From the first entry to the last, transcribe everything exactly.
(Beginning of Records provided)
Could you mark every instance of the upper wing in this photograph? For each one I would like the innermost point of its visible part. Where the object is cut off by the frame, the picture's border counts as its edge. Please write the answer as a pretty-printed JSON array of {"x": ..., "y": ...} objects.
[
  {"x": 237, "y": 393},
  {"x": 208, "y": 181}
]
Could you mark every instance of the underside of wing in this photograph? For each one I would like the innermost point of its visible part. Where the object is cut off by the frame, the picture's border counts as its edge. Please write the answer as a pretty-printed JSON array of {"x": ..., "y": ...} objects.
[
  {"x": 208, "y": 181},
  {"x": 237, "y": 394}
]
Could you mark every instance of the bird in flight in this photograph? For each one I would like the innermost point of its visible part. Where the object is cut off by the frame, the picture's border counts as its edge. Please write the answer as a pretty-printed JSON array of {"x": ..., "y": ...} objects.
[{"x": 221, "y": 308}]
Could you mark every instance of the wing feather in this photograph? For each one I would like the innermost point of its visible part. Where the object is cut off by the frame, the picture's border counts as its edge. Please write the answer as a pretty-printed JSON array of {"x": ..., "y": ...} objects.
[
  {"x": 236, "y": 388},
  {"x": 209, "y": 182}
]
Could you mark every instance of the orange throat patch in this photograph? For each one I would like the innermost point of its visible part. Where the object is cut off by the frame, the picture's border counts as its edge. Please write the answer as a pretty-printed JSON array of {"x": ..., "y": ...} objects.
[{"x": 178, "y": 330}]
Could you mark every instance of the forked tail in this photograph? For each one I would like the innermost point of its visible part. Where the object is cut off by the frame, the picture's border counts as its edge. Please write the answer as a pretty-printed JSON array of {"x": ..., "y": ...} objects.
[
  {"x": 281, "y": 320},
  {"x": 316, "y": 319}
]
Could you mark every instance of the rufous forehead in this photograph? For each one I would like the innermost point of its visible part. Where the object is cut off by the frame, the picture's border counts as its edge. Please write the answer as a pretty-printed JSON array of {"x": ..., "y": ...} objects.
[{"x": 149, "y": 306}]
(End of Records provided)
Output
Could you mark every instance of the upper wing in this photograph? For each one I would like the innermost point of its visible part. Where the object is cut off by the frame, the picture's border counts as its edge. Please write the answer as a pretty-printed JSON array of {"x": ..., "y": ...} objects.
[
  {"x": 237, "y": 393},
  {"x": 208, "y": 181}
]
Could you mark every instance of the underside of wing in this photograph? For each one I would like the innermost point of its visible part. Where the object is cut off by the frame, the picture's border counts as its edge. Please write the answer as a pretty-printed JSON array of {"x": ..., "y": ...} objects.
[
  {"x": 208, "y": 181},
  {"x": 237, "y": 394}
]
Could you mark every instance of the bird in flight in this photograph? For each one I would like the innermost point of its visible part. Where the object is cut off by the frame, the picture's border counts as its edge. Please write the answer as a pretty-printed JSON array of {"x": ..., "y": ...} objects.
[{"x": 221, "y": 308}]
Could you mark every instance of the wing feather in this photograph? For each one I would like the innermost point of its visible part. Where the object is cut off by the frame, the picture's border counts as its edge. Please write the answer as a pretty-printed JSON array of {"x": ..., "y": ...} objects.
[
  {"x": 236, "y": 388},
  {"x": 209, "y": 182}
]
Could you mark every instance of the orange throat patch in this photograph? For each one I would like the innermost point of its visible part. Where the object is cut off by the frame, the picture's border counts as its edge. Please write the answer as a pretty-printed JSON array of {"x": ..., "y": ...} objects.
[{"x": 178, "y": 330}]
Could you mark every instance of the forked tail in this photograph? For each one I would like the innermost point of its visible part. Where the object is cut off by the frame, the picture's border counts as its edge. Please write the answer as a pretty-printed JSON array of {"x": ..., "y": ...} objects.
[
  {"x": 281, "y": 320},
  {"x": 316, "y": 319}
]
Could you mark every instance of the rufous forehead in this photograph? For each one I would like the innermost point of its visible part. Where the object is cut off by the frame, the picture's border counts as its edge. Please write the answer as a pretty-printed JSON array of {"x": ..., "y": ...} objects.
[{"x": 149, "y": 306}]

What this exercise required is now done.